- **Brief**:
Copy the stretch from the line containing "Target: veil edge trailing on ground" through the line containing "top-left (373, 206), bottom-right (459, 378)", swapping "black" for "dark" and leaving everything else unchanged.

- **Dataset content**:
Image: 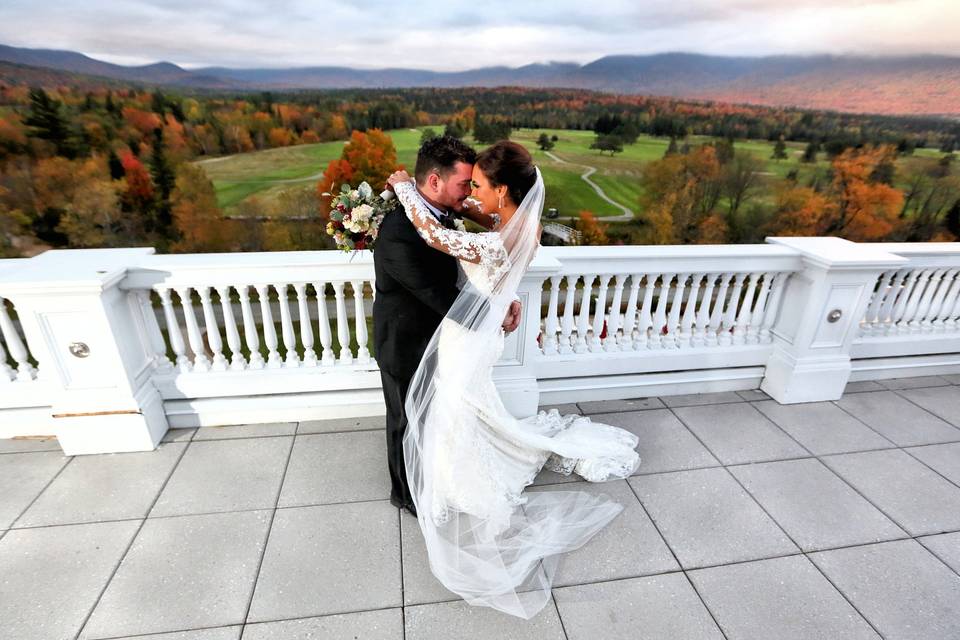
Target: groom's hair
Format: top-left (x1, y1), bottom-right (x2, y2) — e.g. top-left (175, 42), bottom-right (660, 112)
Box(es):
top-left (414, 136), bottom-right (477, 184)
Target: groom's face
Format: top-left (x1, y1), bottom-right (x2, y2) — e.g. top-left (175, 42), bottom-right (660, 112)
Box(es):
top-left (426, 162), bottom-right (473, 209)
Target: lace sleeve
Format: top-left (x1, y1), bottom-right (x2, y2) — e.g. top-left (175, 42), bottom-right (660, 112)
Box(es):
top-left (394, 182), bottom-right (507, 268)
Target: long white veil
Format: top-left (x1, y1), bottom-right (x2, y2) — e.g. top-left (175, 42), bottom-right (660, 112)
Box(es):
top-left (403, 170), bottom-right (636, 618)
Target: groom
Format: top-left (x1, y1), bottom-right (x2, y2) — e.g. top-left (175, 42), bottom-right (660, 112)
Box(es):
top-left (373, 136), bottom-right (520, 515)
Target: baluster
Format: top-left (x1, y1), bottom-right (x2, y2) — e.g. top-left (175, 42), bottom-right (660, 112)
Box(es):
top-left (603, 273), bottom-right (627, 351)
top-left (350, 281), bottom-right (370, 364)
top-left (910, 269), bottom-right (947, 333)
top-left (154, 287), bottom-right (191, 373)
top-left (633, 273), bottom-right (660, 350)
top-left (678, 273), bottom-right (703, 347)
top-left (333, 282), bottom-right (353, 364)
top-left (541, 276), bottom-right (563, 355)
top-left (690, 273), bottom-right (717, 347)
top-left (0, 297), bottom-right (37, 382)
top-left (650, 273), bottom-right (674, 349)
top-left (860, 271), bottom-right (896, 335)
top-left (234, 284), bottom-right (264, 369)
top-left (933, 269), bottom-right (960, 333)
top-left (874, 269), bottom-right (909, 335)
top-left (760, 273), bottom-right (790, 344)
top-left (254, 284), bottom-right (283, 369)
top-left (732, 273), bottom-right (760, 344)
top-left (558, 276), bottom-right (580, 353)
top-left (663, 273), bottom-right (690, 349)
top-left (706, 273), bottom-right (733, 347)
top-left (176, 287), bottom-right (211, 372)
top-left (0, 336), bottom-right (17, 385)
top-left (293, 282), bottom-right (317, 367)
top-left (573, 274), bottom-right (597, 353)
top-left (313, 282), bottom-right (336, 366)
top-left (620, 273), bottom-right (643, 351)
top-left (216, 286), bottom-right (247, 371)
top-left (590, 274), bottom-right (612, 352)
top-left (196, 287), bottom-right (227, 371)
top-left (717, 273), bottom-right (746, 347)
top-left (903, 269), bottom-right (933, 333)
top-left (273, 283), bottom-right (300, 369)
top-left (746, 271), bottom-right (774, 344)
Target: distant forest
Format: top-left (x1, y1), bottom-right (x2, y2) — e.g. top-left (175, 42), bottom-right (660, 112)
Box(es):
top-left (0, 82), bottom-right (960, 257)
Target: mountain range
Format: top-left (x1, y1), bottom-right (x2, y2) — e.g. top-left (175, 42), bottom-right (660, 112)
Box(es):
top-left (0, 45), bottom-right (960, 118)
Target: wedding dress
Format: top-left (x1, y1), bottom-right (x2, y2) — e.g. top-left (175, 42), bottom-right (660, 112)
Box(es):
top-left (396, 170), bottom-right (640, 618)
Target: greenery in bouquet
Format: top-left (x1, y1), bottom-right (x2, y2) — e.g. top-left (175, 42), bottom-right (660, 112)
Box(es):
top-left (323, 182), bottom-right (392, 252)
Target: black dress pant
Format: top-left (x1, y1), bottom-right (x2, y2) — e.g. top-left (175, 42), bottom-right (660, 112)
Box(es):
top-left (380, 369), bottom-right (413, 505)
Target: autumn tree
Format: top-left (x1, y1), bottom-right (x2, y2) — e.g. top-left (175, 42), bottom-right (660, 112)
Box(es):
top-left (171, 163), bottom-right (237, 253)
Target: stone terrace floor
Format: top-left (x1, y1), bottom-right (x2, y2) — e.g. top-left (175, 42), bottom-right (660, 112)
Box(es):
top-left (0, 376), bottom-right (960, 640)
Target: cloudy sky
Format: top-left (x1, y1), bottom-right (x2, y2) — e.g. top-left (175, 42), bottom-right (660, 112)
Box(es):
top-left (0, 0), bottom-right (960, 70)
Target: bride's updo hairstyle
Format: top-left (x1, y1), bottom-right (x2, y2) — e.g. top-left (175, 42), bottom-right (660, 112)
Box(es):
top-left (477, 140), bottom-right (537, 206)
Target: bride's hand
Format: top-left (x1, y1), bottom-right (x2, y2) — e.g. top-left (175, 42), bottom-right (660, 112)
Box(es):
top-left (387, 169), bottom-right (410, 187)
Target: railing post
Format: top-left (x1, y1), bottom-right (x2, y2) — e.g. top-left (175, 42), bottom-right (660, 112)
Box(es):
top-left (0, 248), bottom-right (167, 455)
top-left (493, 256), bottom-right (569, 418)
top-left (760, 237), bottom-right (907, 404)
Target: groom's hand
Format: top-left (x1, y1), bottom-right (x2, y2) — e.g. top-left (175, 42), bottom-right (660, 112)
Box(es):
top-left (502, 300), bottom-right (521, 333)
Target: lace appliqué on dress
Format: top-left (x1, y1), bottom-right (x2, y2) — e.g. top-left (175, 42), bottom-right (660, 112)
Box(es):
top-left (394, 182), bottom-right (510, 282)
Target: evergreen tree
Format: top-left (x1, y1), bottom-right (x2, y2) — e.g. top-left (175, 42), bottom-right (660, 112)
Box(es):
top-left (150, 127), bottom-right (176, 235)
top-left (24, 89), bottom-right (77, 158)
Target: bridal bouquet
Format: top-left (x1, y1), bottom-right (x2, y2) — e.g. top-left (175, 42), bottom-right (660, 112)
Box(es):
top-left (323, 182), bottom-right (393, 252)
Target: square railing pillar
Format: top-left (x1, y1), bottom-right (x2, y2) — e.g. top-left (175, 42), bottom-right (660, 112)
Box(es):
top-left (0, 248), bottom-right (168, 455)
top-left (760, 237), bottom-right (907, 404)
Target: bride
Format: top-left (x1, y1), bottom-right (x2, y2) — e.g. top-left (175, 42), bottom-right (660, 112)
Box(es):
top-left (389, 141), bottom-right (640, 618)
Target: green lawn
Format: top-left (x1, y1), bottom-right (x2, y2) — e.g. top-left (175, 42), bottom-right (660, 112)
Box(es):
top-left (200, 126), bottom-right (942, 224)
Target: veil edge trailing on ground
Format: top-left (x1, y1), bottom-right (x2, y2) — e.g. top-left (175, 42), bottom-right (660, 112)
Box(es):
top-left (403, 169), bottom-right (623, 618)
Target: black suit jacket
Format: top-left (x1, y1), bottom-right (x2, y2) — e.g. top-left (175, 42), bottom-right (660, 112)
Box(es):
top-left (373, 206), bottom-right (459, 378)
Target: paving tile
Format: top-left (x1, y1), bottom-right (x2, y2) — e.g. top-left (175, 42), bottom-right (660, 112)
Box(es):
top-left (917, 531), bottom-right (960, 574)
top-left (80, 511), bottom-right (271, 640)
top-left (248, 500), bottom-right (402, 622)
top-left (160, 428), bottom-right (197, 443)
top-left (877, 376), bottom-right (950, 389)
top-left (529, 480), bottom-right (680, 586)
top-left (728, 458), bottom-right (907, 551)
top-left (836, 391), bottom-right (960, 447)
top-left (405, 601), bottom-right (565, 640)
top-left (900, 386), bottom-right (960, 427)
top-left (843, 380), bottom-right (886, 395)
top-left (577, 398), bottom-right (664, 415)
top-left (676, 402), bottom-right (810, 464)
top-left (193, 422), bottom-right (297, 440)
top-left (688, 556), bottom-right (880, 640)
top-left (297, 416), bottom-right (387, 434)
top-left (662, 391), bottom-right (744, 407)
top-left (150, 436), bottom-right (293, 517)
top-left (809, 540), bottom-right (960, 640)
top-left (736, 389), bottom-right (770, 402)
top-left (0, 521), bottom-right (140, 640)
top-left (906, 442), bottom-right (960, 485)
top-left (280, 431), bottom-right (390, 507)
top-left (823, 449), bottom-right (960, 536)
top-left (753, 400), bottom-right (894, 455)
top-left (580, 409), bottom-right (720, 475)
top-left (243, 608), bottom-right (403, 640)
top-left (0, 451), bottom-right (70, 529)
top-left (629, 468), bottom-right (798, 569)
top-left (119, 625), bottom-right (243, 640)
top-left (16, 443), bottom-right (187, 527)
top-left (400, 511), bottom-right (460, 605)
top-left (0, 436), bottom-right (61, 453)
top-left (553, 573), bottom-right (723, 640)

- **Problem solution**:
Target: veil edge trailing on ground
Format: top-left (x1, y1), bottom-right (x2, y2) — e.g. top-left (175, 42), bottom-right (660, 112)
Box(es):
top-left (403, 169), bottom-right (623, 618)
Target: dark suit jacket
Format: top-left (x1, y1), bottom-right (x2, y2) — e.g. top-left (175, 42), bottom-right (660, 112)
Box(es):
top-left (373, 206), bottom-right (459, 378)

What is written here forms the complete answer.